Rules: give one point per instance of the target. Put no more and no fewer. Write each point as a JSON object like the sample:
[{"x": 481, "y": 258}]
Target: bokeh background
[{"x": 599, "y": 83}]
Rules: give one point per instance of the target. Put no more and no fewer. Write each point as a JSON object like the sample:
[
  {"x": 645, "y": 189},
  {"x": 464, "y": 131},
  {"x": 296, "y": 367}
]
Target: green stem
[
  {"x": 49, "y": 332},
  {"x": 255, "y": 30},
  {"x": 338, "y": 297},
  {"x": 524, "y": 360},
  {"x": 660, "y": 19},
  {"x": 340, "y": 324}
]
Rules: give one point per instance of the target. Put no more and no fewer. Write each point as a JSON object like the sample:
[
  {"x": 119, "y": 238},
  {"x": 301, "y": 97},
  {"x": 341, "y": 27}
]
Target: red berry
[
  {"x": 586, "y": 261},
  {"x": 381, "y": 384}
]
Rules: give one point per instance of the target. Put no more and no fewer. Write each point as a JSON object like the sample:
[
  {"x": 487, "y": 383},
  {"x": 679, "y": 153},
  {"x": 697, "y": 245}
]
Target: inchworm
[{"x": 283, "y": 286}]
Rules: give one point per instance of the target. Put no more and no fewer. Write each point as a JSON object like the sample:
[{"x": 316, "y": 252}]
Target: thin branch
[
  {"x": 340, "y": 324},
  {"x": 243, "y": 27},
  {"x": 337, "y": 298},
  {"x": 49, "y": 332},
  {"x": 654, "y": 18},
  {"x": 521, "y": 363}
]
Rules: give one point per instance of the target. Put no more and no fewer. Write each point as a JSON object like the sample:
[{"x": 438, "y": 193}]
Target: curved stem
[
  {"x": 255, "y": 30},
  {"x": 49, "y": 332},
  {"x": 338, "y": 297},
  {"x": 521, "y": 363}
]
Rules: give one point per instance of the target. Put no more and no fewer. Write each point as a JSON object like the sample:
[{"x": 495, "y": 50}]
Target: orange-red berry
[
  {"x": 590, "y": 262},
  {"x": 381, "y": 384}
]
_ _ _
(Exercise task) The listing above must be transcribed exactly, line by line.

(Solution to this exercise)
Rules: give one point per instance of the target. Put no more and no fewer. Write each point as a JSON object like the sample:
[{"x": 481, "y": 258}]
Target: bokeh background
[{"x": 599, "y": 83}]
Rules: give one point per instance of the target. Put no more and no fewer. Write each point as a JSON object like the sample:
[
  {"x": 645, "y": 189},
  {"x": 464, "y": 131},
  {"x": 296, "y": 367}
]
Target: green stem
[
  {"x": 49, "y": 332},
  {"x": 255, "y": 30},
  {"x": 338, "y": 297},
  {"x": 524, "y": 360},
  {"x": 660, "y": 19},
  {"x": 340, "y": 324}
]
Rules: give one point per instance of the target. Put no more and no fewer. Write each point as a JSON object like the sample:
[
  {"x": 119, "y": 238},
  {"x": 301, "y": 97},
  {"x": 341, "y": 27}
]
Target: red berry
[
  {"x": 586, "y": 261},
  {"x": 381, "y": 384}
]
Rules: give one point per instance of the target. Put no more and no fewer. Write each point as a JSON object like the sample:
[
  {"x": 487, "y": 383},
  {"x": 679, "y": 153},
  {"x": 697, "y": 245}
]
Target: inchworm
[{"x": 283, "y": 286}]
Rules: give one point per instance of the target. Put no more and no fewer. Write each point as a JSON object like the sample:
[{"x": 316, "y": 252}]
Target: thin branch
[
  {"x": 340, "y": 324},
  {"x": 243, "y": 27},
  {"x": 337, "y": 298},
  {"x": 49, "y": 332},
  {"x": 654, "y": 18},
  {"x": 521, "y": 363}
]
Rules: give one point per instance of the target. Put no more and no fewer. Write each point as a JSON object like the sample:
[{"x": 438, "y": 193}]
Target: curved stem
[
  {"x": 255, "y": 30},
  {"x": 49, "y": 332},
  {"x": 338, "y": 297},
  {"x": 521, "y": 363}
]
Rules: give one point per instance of the target. Put no more and no fewer. Write each point as a JSON object like the sample:
[{"x": 495, "y": 50}]
Target: orange-red berry
[
  {"x": 590, "y": 262},
  {"x": 381, "y": 384}
]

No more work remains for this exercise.